* WHAT YOU NEED TO DO
Please rewrite the lazy evaluation passage from "Here we generate" to "Python example above.", with "REPL" changed to "interactive console" each time it occurs.

* GIVEN PASSAGE

Here we generate Fibonacci numbers until we find one that’s larger than 1000.

The big deal with lazy evaluation is that absolutely nothing is evaluated until it’s explicitly asked for. Lazy sequences in Clojure have to be realized—this means that some other code has to ask for them to be evaluated. If you just called (fib-seq 0 1), nothing would happen just yet; you’d create a lazy sequence, which you could save somewhere and evaluate later using other functions. This is somewhat similar to the way arguments to macros work—they aren’t evaluated unless you specifically ask for it. Things are different in the REPL, though. The REPL always asks for things to be evaluated right away so it can print them. So if you called (fib-seq 0 1) in the REPL, you’d keep getting Fibonacci numbers until your JVM crashed, just like in the fictional Python example above.

* DATASET SECTION
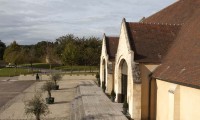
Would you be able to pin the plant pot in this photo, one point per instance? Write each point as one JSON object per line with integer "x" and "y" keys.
{"x": 50, "y": 100}
{"x": 55, "y": 87}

* WRITTEN SOLUTION
Here we generate Fibonacci numbers until we find one that’s larger than 1000.

The big deal with lazy evaluation is that absolutely nothing is evaluated until it’s explicitly asked for. Lazy sequences in Clojure have to be realized—this means that some other code has to ask for them to be evaluated. If you just called (fib-seq 0 1), nothing would happen just yet; you’d create a lazy sequence, which you could save somewhere and evaluate later using other functions. This is somewhat similar to the way arguments to macros work—they aren’t evaluated unless you specifically ask for it. Things are different in the interactive console, though. The interactive console always asks for things to be evaluated right away so it can print them. So if you called (fib-seq 0 1) in the interactive console, you’d keep getting Fibonacci numbers until your JVM crashed, just like in the fictional Python example above.